> [STATED TASK]
Revise the material below by changing each "Worksheet Exercise" to "Practice Item" and leaving everything else exactly the same.

[Entries for labeling with bounding boxes]
::::::::

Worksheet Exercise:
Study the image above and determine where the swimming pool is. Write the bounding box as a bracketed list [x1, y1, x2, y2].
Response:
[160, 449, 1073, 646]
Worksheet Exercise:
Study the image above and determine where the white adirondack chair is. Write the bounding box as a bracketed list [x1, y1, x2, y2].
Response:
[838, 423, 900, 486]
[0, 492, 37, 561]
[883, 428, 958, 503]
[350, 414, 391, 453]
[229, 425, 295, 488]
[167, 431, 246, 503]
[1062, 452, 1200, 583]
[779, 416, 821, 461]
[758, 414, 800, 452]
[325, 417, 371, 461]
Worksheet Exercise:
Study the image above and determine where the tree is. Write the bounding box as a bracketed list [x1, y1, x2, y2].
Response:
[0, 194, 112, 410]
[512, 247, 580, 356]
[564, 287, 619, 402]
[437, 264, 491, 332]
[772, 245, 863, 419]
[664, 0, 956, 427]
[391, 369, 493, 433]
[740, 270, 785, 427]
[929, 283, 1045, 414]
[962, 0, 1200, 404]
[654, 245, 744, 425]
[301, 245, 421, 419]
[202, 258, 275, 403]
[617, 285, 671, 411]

::::::::

> [RESPONSE TO THIS TASK]
Practice Item:
Study the image above and determine where the swimming pool is. Write the bounding box as a bracketed list [x1, y1, x2, y2].
Response:
[160, 449, 1073, 646]
Practice Item:
Study the image above and determine where the white adirondack chair is. Write the bounding box as a bracketed list [x1, y1, x2, y2].
Response:
[838, 423, 900, 486]
[0, 492, 37, 561]
[883, 428, 958, 503]
[350, 414, 391, 453]
[229, 425, 295, 488]
[167, 431, 246, 503]
[1062, 452, 1200, 583]
[779, 416, 821, 461]
[758, 414, 800, 452]
[325, 417, 371, 461]
Practice Item:
Study the image above and determine where the tree is. Write the bounding box as a bracketed list [x1, y1, x2, y2].
Response:
[0, 194, 112, 410]
[512, 247, 580, 356]
[564, 287, 619, 402]
[437, 264, 491, 332]
[772, 245, 863, 419]
[664, 0, 956, 427]
[391, 369, 493, 433]
[740, 270, 785, 427]
[929, 283, 1045, 414]
[962, 0, 1200, 404]
[654, 245, 744, 425]
[301, 245, 421, 419]
[202, 258, 275, 403]
[617, 285, 671, 411]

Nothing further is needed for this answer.